## [TEXT PASSAGE]

---*---

The wavepacket belongs to the former. The measurement outcome belongs to the latter.
2. Two categories
In categorical language we may therefore imagine two distinct domains.
Category P: potential
Category I: instances
The crucial point is that these categories operate under different principles.
Potential structures superpose and interfere. Instances do not.
Something must therefore mediate between them.
3. The cut as mapping
The relational cut is precisely this mediation.
When an event is construed, a particular instance emerges from the structured potential described by the wavepacket.
From the categorical perspective this looks like a mapping from an object in P to an object in I.
That mapping does not preserve the entire structure of P. Superposition and interference disappear. Only a particular instance remains.
Thus the cut is not a symmetry transformation within a single category. It is a mapping between domains with different structures.
4. Functorial intuition
Category theory suggests a natural candidate for such mappings: a functor.
A functor maps objects and morphisms from one category into another while preserving certain relational structures.
The relational cut behaves similarly.
It takes a structured potential object and produces an instance object while preserving certain relations — for example, the statistical relations encoded in amplitude distributions.
However, it does not preserve the full structure of the potential domain.
Interference relations vanish once an instance is actualised. In that sense the mapping is structure-reducing.
This is exactly why measurement appears discontinuous in the orthodox formalism.

---*---

(Extracted data entries)
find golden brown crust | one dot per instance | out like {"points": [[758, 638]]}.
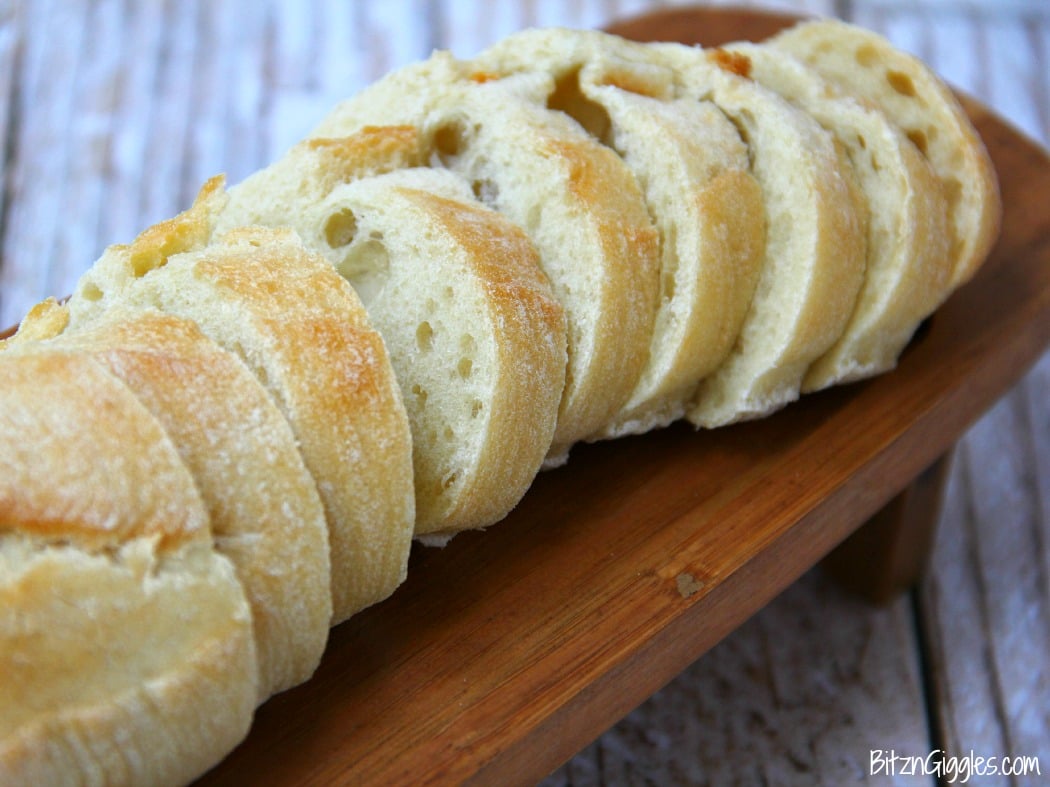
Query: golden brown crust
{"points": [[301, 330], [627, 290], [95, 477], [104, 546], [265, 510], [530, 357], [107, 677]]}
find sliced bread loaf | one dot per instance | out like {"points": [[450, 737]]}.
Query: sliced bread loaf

---*---

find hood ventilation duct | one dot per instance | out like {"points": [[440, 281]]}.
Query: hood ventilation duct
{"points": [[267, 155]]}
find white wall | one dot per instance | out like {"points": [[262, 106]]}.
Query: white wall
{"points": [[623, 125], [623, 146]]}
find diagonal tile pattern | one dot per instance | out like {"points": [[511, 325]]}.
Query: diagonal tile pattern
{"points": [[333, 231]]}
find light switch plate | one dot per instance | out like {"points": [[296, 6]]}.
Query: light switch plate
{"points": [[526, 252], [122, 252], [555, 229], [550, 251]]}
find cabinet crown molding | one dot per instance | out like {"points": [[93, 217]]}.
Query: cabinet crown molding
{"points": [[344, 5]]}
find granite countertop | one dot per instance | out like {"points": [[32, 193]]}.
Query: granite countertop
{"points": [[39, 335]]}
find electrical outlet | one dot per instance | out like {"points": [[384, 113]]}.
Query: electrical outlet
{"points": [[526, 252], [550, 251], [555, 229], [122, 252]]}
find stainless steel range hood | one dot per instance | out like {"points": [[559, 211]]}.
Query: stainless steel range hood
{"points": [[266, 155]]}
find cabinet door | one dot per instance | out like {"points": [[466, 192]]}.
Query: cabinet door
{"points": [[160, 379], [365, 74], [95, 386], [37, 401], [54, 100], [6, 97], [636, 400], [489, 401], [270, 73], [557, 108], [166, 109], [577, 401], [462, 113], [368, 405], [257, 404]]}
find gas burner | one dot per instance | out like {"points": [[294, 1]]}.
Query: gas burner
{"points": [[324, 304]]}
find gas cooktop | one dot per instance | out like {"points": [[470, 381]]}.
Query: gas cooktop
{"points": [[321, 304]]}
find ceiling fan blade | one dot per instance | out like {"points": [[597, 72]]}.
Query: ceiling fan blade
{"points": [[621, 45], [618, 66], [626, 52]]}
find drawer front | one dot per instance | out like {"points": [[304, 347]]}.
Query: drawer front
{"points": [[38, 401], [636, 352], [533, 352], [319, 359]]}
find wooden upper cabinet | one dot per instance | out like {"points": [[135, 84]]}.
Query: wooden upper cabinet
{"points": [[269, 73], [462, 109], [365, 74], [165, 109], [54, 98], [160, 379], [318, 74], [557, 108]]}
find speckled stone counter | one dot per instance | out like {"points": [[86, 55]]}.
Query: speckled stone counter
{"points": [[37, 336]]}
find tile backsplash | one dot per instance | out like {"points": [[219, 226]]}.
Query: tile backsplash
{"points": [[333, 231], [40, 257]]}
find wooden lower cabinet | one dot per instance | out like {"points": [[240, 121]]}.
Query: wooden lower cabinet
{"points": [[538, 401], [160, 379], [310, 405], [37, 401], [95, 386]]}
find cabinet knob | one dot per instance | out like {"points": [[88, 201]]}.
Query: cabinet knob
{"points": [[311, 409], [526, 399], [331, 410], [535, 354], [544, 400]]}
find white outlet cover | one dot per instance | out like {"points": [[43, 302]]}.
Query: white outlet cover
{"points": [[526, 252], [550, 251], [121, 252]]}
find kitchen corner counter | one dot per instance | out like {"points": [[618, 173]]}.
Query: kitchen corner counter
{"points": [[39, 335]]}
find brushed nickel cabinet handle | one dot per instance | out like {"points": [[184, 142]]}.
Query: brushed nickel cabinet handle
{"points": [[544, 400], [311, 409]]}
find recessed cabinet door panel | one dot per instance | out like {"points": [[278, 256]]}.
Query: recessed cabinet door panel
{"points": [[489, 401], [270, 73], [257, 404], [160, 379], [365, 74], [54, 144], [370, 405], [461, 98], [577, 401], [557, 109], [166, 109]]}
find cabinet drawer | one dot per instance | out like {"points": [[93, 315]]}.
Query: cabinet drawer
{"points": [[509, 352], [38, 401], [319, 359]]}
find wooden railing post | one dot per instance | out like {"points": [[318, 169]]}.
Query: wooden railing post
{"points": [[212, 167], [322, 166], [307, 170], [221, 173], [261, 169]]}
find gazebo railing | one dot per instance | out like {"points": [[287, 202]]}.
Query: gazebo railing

---*---

## [TO BE DONE]
#1 List every numbered section heading in the passage on the relational cut.
#2 From the passage on the relational cut, reproduce word for word the stretch from "Interference relations vanish" through "the orthodox formalism.".

## [REPLIES]
#1
2. Two categories
3. The cut as mapping
4. Functorial intuition

#2
Interference relations vanish once an instance is actualised. In that sense the mapping is structure-reducing.
This is exactly why measurement appears discontinuous in the orthodox formalism.